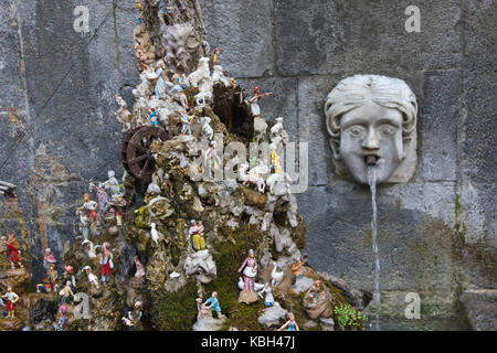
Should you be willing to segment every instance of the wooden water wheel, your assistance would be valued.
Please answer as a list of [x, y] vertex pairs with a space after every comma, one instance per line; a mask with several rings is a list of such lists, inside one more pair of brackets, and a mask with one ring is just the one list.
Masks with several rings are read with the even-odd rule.
[[126, 171], [136, 179], [150, 182], [155, 163], [150, 152], [154, 140], [169, 139], [168, 133], [152, 126], [141, 126], [126, 135], [120, 148], [120, 160]]

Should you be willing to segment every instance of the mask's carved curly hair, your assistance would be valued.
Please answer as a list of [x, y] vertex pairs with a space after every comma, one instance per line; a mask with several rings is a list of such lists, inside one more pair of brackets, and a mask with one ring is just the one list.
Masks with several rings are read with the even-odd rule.
[[380, 75], [355, 75], [347, 77], [329, 93], [325, 104], [326, 127], [331, 136], [331, 149], [338, 156], [340, 119], [343, 114], [367, 101], [402, 113], [402, 136], [410, 139], [416, 127], [417, 103], [411, 88], [399, 78]]

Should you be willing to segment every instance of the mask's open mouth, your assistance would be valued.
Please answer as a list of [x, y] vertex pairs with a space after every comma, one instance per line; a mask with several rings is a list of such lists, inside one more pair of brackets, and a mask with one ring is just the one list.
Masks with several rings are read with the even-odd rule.
[[367, 165], [377, 165], [378, 159], [378, 156], [374, 154], [364, 156], [364, 162]]

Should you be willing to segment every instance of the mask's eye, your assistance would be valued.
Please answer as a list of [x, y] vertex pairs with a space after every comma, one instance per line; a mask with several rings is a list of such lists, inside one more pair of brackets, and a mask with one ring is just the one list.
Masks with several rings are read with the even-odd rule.
[[389, 137], [395, 133], [395, 129], [391, 126], [384, 125], [380, 128], [380, 135], [383, 137]]
[[355, 125], [350, 127], [347, 132], [352, 137], [361, 137], [364, 133], [364, 128], [359, 125]]

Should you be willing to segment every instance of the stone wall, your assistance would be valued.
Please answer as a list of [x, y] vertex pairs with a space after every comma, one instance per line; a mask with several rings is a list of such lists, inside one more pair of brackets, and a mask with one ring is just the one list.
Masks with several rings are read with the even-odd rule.
[[[378, 195], [383, 298], [403, 304], [416, 291], [436, 314], [465, 284], [496, 287], [495, 1], [200, 2], [220, 64], [246, 89], [274, 90], [263, 116], [283, 116], [292, 140], [309, 142], [299, 208], [316, 269], [372, 288], [369, 191], [334, 175], [322, 106], [340, 79], [383, 74], [404, 79], [420, 104], [415, 175]], [[114, 95], [131, 104], [138, 11], [134, 0], [116, 3], [0, 7], [0, 180], [19, 186], [19, 205], [0, 203], [0, 232], [23, 226], [38, 278], [42, 246], [60, 258], [74, 240], [88, 180], [121, 174]], [[410, 4], [421, 10], [419, 33], [404, 29]], [[76, 6], [89, 9], [88, 33], [74, 31]]]
[[[0, 202], [0, 233], [22, 220], [35, 279], [45, 276], [42, 247], [61, 259], [74, 242], [74, 208], [89, 179], [105, 180], [109, 169], [123, 173], [114, 96], [130, 99], [137, 83], [139, 14], [135, 1], [112, 3], [6, 0], [0, 8], [0, 180], [18, 185], [23, 211]], [[87, 33], [74, 30], [77, 6], [89, 10]]]
[[[494, 1], [201, 2], [221, 65], [248, 92], [273, 90], [263, 116], [309, 142], [298, 201], [316, 269], [372, 289], [369, 190], [334, 174], [324, 103], [347, 76], [382, 74], [404, 79], [420, 105], [416, 172], [378, 192], [383, 302], [403, 314], [414, 291], [424, 313], [447, 314], [467, 284], [495, 288]], [[405, 31], [411, 4], [421, 32]]]

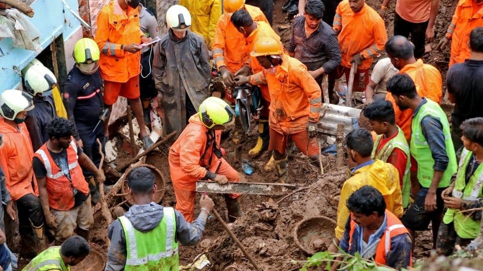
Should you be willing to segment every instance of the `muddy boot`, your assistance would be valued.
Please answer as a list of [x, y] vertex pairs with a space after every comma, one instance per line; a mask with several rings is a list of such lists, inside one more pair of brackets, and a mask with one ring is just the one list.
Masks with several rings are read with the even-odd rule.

## Exercise details:
Rewrite all the lines above as a numbered list, skipping the blank ones. Leave out the picture placeholders.

## Correct response:
1. Should you be willing to segment every instance of the wooden water wheel, your assistance would be valued.
2. Please answer as a list of [x, y] vertex pairs with a space after every comma, one instance per line; a mask with several rings is a list of such lists, inside one more pair of brackets, and a mask with one ring is just the one list.
3. Masks with several rings are read with the even-odd rule.
4. [[126, 171], [136, 179], [150, 182], [155, 163], [150, 152], [154, 140], [169, 139], [168, 133], [152, 126], [141, 126], [126, 135], [120, 148], [120, 160]]
5. Should you be willing to segment every instance of the mask's carved curly hair, your assistance would be valued.
6. Please answer as a list of [x, y] vertex pairs with a space after every comma, one instance per line; a mask with several rings is a list of such lists, inside one more pair of brackets, and a mask with one ring is just the one list.
7. Masks with several rings are read with the even-odd rule.
8. [[380, 75], [355, 75], [347, 77], [329, 93], [325, 104], [326, 127], [331, 136], [331, 149], [338, 156], [340, 119], [343, 114], [367, 101], [402, 113], [402, 136], [410, 139], [416, 127], [417, 103], [411, 88], [399, 78]]
9. Should you be willing to segment every instance of the mask's open mouth, your assistance would be valued.
10. Please answer as a list of [x, y] vertex pairs with a space after every comma, one instance per line; a mask with several rings is a list of such lists, inside one more pair of brackets, and a mask with one ring is just the one list.
11. Masks with several rings are read with the even-odd rule.
12. [[367, 165], [377, 165], [378, 159], [378, 156], [374, 154], [364, 156], [364, 162]]
13. Should you be willing to segment every instance of the mask's eye, your assistance would be valued.
14. Please answer as a list of [x, y] vertex pairs with a space after every comma, one instance per line; a mask with several rings is a list of such lists, inside one more pair of brackets, and a mask with one ring is just the one list.
15. Masks with several rings are read with the even-odd rule.
16. [[389, 137], [395, 133], [395, 129], [391, 126], [384, 125], [380, 128], [380, 135], [383, 137]]
17. [[355, 125], [350, 127], [347, 132], [352, 137], [361, 137], [364, 133], [364, 128], [359, 125]]
18. Should you be willing to segment every instance of the stone wall, your assistance would be valued.
19. Please answer as a list of [x, y] vertex pairs with a space after every comma, one instance per line; a mask with several rings is a list of such lists, inside one more pair of brackets, and a mask with one ring is just the one list.
20. Masks with several rings are read with the even-odd rule.
21. [[[378, 195], [383, 298], [403, 304], [416, 291], [436, 314], [465, 284], [496, 287], [495, 1], [200, 2], [220, 64], [246, 89], [274, 90], [263, 116], [283, 116], [292, 140], [309, 142], [299, 208], [316, 269], [372, 288], [369, 191], [334, 175], [322, 106], [340, 79], [383, 74], [404, 79], [420, 104], [415, 175]], [[114, 95], [131, 104], [138, 11], [134, 0], [116, 3], [0, 7], [0, 180], [19, 186], [19, 205], [0, 203], [0, 232], [23, 226], [38, 278], [42, 246], [60, 258], [74, 240], [88, 180], [121, 174]], [[410, 4], [421, 10], [419, 33], [404, 29]], [[76, 6], [89, 9], [88, 33], [74, 31]]]
22. [[[0, 202], [0, 233], [22, 220], [35, 279], [45, 276], [42, 247], [61, 259], [74, 242], [74, 208], [89, 179], [105, 180], [109, 169], [123, 173], [114, 96], [130, 99], [137, 83], [139, 14], [135, 1], [112, 3], [6, 0], [0, 8], [0, 180], [18, 185], [23, 211]], [[87, 33], [74, 30], [77, 6], [89, 10]]]
23. [[[494, 1], [201, 2], [221, 65], [248, 92], [273, 90], [263, 116], [309, 142], [298, 201], [316, 269], [372, 289], [369, 190], [334, 174], [324, 103], [347, 76], [382, 74], [404, 79], [420, 105], [416, 172], [378, 192], [383, 302], [403, 314], [414, 291], [424, 313], [447, 314], [467, 284], [495, 288]], [[405, 31], [411, 4], [421, 32]]]
24. Should you be willing to segment every instance of the `muddy boot`, your assistance would be valued.
25. Please answer as a list of [x, y] vertex pairs with a space after every comma, one instance per line; a mask with several rings is a list of such lists, inside one more pair of brackets, and a mask with one ring is just the one list.
26. Masks with several rings are read with the even-odd rule.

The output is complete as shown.